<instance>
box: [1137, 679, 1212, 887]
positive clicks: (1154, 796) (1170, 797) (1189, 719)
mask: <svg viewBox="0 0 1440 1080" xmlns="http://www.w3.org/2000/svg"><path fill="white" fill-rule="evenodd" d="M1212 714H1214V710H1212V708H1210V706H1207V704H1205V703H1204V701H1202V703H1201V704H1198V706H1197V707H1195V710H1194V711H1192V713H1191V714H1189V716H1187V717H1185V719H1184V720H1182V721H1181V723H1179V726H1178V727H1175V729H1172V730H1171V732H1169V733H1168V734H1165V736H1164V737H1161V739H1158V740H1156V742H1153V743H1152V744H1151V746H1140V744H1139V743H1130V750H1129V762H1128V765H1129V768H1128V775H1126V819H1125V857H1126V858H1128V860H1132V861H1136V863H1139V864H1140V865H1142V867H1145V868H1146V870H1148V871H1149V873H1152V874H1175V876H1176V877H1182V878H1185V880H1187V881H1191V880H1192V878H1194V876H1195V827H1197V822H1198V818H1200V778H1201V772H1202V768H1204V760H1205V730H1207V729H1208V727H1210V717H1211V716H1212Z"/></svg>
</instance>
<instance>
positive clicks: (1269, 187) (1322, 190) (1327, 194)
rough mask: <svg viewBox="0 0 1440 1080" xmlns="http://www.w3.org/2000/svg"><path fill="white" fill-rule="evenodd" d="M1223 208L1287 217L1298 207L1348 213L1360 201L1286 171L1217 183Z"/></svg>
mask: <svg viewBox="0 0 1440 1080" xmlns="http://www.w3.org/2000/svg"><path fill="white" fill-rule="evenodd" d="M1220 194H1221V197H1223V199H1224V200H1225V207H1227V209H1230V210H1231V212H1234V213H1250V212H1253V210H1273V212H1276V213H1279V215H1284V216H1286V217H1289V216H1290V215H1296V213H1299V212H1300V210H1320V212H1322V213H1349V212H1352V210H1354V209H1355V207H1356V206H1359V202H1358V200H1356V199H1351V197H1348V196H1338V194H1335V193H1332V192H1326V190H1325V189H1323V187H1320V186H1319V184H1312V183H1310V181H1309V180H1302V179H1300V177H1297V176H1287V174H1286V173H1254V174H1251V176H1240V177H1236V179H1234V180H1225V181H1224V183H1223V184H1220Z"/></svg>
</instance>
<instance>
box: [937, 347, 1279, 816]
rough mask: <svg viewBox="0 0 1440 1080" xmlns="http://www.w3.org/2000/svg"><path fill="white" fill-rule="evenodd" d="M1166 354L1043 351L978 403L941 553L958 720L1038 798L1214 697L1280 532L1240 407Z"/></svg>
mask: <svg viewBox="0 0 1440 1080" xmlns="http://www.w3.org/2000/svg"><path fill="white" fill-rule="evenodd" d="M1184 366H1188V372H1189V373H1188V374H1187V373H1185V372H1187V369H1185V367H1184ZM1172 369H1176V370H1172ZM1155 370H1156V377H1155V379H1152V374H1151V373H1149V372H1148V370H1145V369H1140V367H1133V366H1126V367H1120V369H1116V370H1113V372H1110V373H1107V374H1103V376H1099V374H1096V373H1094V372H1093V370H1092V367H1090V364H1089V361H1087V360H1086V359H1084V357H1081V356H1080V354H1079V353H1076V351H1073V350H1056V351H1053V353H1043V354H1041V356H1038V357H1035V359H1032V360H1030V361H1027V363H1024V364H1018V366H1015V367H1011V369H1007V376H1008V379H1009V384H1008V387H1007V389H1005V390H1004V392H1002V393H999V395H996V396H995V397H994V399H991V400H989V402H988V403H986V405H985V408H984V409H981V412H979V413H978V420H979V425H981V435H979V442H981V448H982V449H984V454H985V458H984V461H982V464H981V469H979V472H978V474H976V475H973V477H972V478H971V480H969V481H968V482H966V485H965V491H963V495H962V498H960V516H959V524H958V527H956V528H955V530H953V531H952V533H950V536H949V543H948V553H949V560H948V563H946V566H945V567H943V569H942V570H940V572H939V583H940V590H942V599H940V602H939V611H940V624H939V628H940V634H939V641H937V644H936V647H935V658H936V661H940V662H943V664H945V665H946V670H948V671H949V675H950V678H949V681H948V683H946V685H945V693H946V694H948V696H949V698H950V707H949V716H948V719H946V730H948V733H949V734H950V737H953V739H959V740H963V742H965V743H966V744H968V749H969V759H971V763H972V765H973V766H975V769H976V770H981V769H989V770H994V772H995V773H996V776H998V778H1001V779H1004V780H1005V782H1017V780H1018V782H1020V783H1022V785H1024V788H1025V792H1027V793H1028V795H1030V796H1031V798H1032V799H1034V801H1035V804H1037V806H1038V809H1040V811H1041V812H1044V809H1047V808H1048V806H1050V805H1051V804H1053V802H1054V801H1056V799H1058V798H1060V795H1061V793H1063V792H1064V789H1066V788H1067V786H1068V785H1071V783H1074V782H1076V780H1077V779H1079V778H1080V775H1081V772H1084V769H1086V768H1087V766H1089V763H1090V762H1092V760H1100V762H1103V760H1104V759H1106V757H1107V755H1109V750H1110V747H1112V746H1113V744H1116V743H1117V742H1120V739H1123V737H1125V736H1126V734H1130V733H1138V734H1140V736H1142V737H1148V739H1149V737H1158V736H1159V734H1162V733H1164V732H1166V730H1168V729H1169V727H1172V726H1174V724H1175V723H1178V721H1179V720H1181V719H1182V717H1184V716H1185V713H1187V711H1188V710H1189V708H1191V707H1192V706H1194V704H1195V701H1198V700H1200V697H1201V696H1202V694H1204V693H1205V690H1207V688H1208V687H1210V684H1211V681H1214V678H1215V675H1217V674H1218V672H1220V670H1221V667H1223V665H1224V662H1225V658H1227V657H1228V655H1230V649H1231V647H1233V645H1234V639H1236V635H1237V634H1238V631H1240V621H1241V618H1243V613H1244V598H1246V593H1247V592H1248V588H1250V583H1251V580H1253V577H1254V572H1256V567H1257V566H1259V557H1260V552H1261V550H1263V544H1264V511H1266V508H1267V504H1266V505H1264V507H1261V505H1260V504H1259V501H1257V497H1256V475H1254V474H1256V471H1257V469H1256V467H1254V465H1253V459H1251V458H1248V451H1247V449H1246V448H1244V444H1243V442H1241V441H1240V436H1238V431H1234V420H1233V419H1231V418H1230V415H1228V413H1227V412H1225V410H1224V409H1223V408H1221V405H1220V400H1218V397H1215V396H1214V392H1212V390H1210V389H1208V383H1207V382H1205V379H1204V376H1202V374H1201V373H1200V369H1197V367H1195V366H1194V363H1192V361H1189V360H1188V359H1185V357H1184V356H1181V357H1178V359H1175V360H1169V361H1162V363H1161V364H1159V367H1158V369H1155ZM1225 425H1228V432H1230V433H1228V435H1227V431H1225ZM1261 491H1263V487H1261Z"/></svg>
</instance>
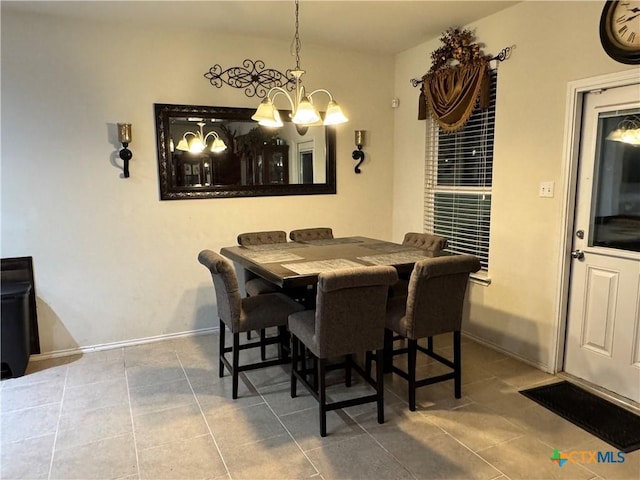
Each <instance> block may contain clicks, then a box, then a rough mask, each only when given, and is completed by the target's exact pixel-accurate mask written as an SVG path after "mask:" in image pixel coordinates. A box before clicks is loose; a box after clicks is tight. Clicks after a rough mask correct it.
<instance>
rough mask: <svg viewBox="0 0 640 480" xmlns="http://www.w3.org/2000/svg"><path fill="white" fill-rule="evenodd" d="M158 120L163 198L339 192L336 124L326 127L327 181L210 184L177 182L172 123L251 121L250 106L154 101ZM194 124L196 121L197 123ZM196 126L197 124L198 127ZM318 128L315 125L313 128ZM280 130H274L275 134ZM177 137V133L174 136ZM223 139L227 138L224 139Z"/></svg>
◆ ◆ ◆
**EXERCISE DIRECTIONS**
Could you transcribe all of the data exactly and omit the pictures?

**REPLY TO THE TASK**
<instance>
box: [1137, 679, 1212, 887]
positive clicks: (1154, 796) (1170, 797) (1189, 719)
mask: <svg viewBox="0 0 1440 1080" xmlns="http://www.w3.org/2000/svg"><path fill="white" fill-rule="evenodd" d="M1212 714H1214V710H1212V708H1210V706H1207V704H1205V703H1204V701H1202V703H1201V704H1198V706H1197V707H1195V710H1194V711H1192V713H1191V714H1189V716H1187V717H1185V719H1184V720H1182V721H1181V723H1179V726H1178V727H1175V729H1172V730H1171V732H1169V733H1168V734H1165V736H1164V737H1161V739H1158V740H1156V742H1153V743H1152V744H1151V746H1140V744H1139V743H1130V750H1129V762H1128V765H1129V768H1128V775H1126V819H1125V857H1126V858H1128V860H1132V861H1136V863H1139V864H1140V865H1142V867H1145V868H1146V870H1148V871H1149V873H1152V874H1175V876H1176V877H1182V878H1185V880H1187V881H1191V880H1192V878H1194V876H1195V827H1197V822H1198V818H1200V778H1201V772H1202V768H1204V760H1205V730H1207V729H1208V727H1210V717H1211V716H1212Z"/></svg>
</instance>
<instance>
positive clicks: (1269, 187) (1322, 190) (1327, 194)
rough mask: <svg viewBox="0 0 1440 1080" xmlns="http://www.w3.org/2000/svg"><path fill="white" fill-rule="evenodd" d="M1223 208L1287 217L1298 207L1348 213L1360 201L1286 171L1217 183Z"/></svg>
mask: <svg viewBox="0 0 1440 1080" xmlns="http://www.w3.org/2000/svg"><path fill="white" fill-rule="evenodd" d="M1220 194H1221V197H1223V199H1224V200H1225V207H1227V209H1230V210H1231V212H1234V213H1250V212H1253V210H1273V212H1276V213H1279V215H1284V216H1286V217H1289V216H1290V215H1296V213H1299V212H1300V210H1320V212H1322V213H1349V212H1352V210H1354V209H1355V207H1356V206H1359V202H1358V200H1356V199H1351V197H1348V196H1338V194H1335V193H1332V192H1326V190H1325V189H1323V187H1320V186H1319V184H1312V183H1310V181H1309V180H1302V179H1300V177H1297V176H1287V174H1286V173H1254V174H1251V176H1240V177H1236V179H1234V180H1225V181H1224V183H1223V184H1220Z"/></svg>
</instance>
<instance>
box: [937, 347, 1279, 816]
rough mask: <svg viewBox="0 0 1440 1080" xmlns="http://www.w3.org/2000/svg"><path fill="white" fill-rule="evenodd" d="M1166 354L1043 351L978 403L941 553L958 720L1038 798L1214 697L1280 532L1240 407Z"/></svg>
mask: <svg viewBox="0 0 1440 1080" xmlns="http://www.w3.org/2000/svg"><path fill="white" fill-rule="evenodd" d="M1184 366H1188V372H1189V373H1188V374H1187V373H1185V372H1187V369H1185V367H1184ZM1172 369H1176V370H1172ZM1155 370H1156V377H1155V379H1152V374H1151V373H1149V372H1148V370H1145V369H1140V367H1133V366H1126V367H1120V369H1116V370H1113V372H1110V373H1107V374H1103V376H1099V374H1096V373H1094V372H1093V370H1092V367H1090V364H1089V361H1087V360H1086V359H1084V357H1081V356H1080V354H1079V353H1076V351H1073V350H1056V351H1053V353H1043V354H1041V356H1038V357H1035V359H1032V360H1030V361H1027V363H1024V364H1018V366H1015V367H1011V369H1007V376H1008V379H1009V384H1008V387H1007V389H1005V390H1004V392H1002V393H999V395H996V396H995V397H994V399H991V400H989V402H988V403H986V405H985V408H984V409H981V412H979V413H978V420H979V425H981V435H979V442H981V448H982V449H984V454H985V458H984V461H982V464H981V469H979V472H978V474H976V475H973V477H972V478H971V480H969V481H968V482H966V485H965V491H963V495H962V498H960V516H959V524H958V527H956V528H955V530H953V531H952V533H950V536H949V543H948V553H949V560H948V563H946V566H945V567H943V569H942V570H940V572H939V583H940V590H942V599H940V602H939V611H940V624H939V628H940V634H939V641H937V644H936V647H935V658H936V661H940V662H943V664H945V665H946V670H948V671H949V675H950V678H949V681H948V683H946V685H945V693H946V694H948V696H949V698H950V707H949V716H948V719H946V730H948V733H949V734H950V737H953V739H959V740H963V742H965V743H966V744H968V749H969V759H971V763H972V765H973V766H975V769H976V770H981V769H989V770H994V772H995V773H996V776H998V778H1001V779H1004V780H1005V782H1017V780H1018V782H1020V783H1022V785H1024V788H1025V792H1027V793H1028V795H1030V796H1031V798H1032V799H1034V801H1035V804H1037V806H1038V809H1040V811H1041V812H1044V809H1047V808H1048V806H1050V805H1051V804H1053V802H1054V801H1056V799H1058V798H1060V795H1061V793H1063V792H1064V789H1066V788H1067V786H1068V785H1071V783H1074V782H1076V780H1077V779H1079V778H1080V775H1081V772H1084V769H1086V768H1087V766H1089V763H1090V762H1092V760H1100V762H1103V760H1104V759H1106V757H1107V755H1109V750H1110V747H1112V746H1113V744H1116V743H1117V742H1120V739H1123V737H1125V736H1126V734H1130V733H1138V734H1140V736H1142V737H1148V739H1149V737H1158V736H1159V734H1162V733H1164V732H1166V730H1168V729H1169V727H1172V726H1174V724H1175V723H1178V721H1179V720H1181V719H1182V717H1184V716H1185V713H1187V711H1188V710H1189V708H1191V707H1192V706H1194V704H1195V701H1198V700H1200V697H1201V696H1202V694H1204V693H1205V690H1207V688H1208V687H1210V684H1211V681H1214V678H1215V675H1217V674H1218V672H1220V670H1221V667H1223V665H1224V662H1225V658H1227V657H1228V655H1230V649H1231V647H1233V645H1234V639H1236V635H1237V634H1238V631H1240V621H1241V618H1243V613H1244V598H1246V593H1247V592H1248V588H1250V583H1251V580H1253V577H1254V572H1256V567H1257V566H1259V557H1260V552H1261V550H1263V544H1264V511H1266V508H1267V504H1266V505H1264V507H1261V505H1260V504H1259V501H1257V497H1256V475H1254V474H1256V471H1257V469H1256V467H1254V465H1253V459H1251V458H1248V451H1247V449H1246V448H1244V444H1243V442H1241V441H1240V436H1238V431H1234V420H1233V419H1231V418H1230V415H1228V413H1227V412H1225V410H1224V409H1223V408H1221V405H1220V400H1218V397H1215V396H1214V392H1212V390H1210V389H1208V383H1207V382H1205V379H1204V376H1202V374H1201V373H1200V369H1197V367H1195V366H1194V363H1192V361H1189V360H1188V359H1185V357H1184V356H1181V357H1178V359H1175V360H1169V361H1162V363H1161V364H1159V367H1158V369H1155ZM1225 425H1228V432H1230V433H1228V435H1227V431H1225ZM1261 491H1263V487H1261Z"/></svg>
</instance>
Each <instance> block may contain clicks, then a box, then a rough mask, each only when given, and is completed by the target's exact pixel-accurate mask written as an SVG path after "mask:" in image pixel coordinates. A box before clicks is loose; a box after clicks is tight. Clicks after a rough mask correct it.
<instance>
rough mask: <svg viewBox="0 0 640 480" xmlns="http://www.w3.org/2000/svg"><path fill="white" fill-rule="evenodd" d="M158 120L163 198L339 192L336 124L326 127L327 181L210 184L177 182L172 123L251 121L250 106L154 101ZM194 124L196 121L197 123ZM196 126L197 124L198 127ZM318 128L315 125L313 128ZM280 130H274L275 134ZM177 137V133L174 136ZM223 139L227 138L224 139Z"/></svg>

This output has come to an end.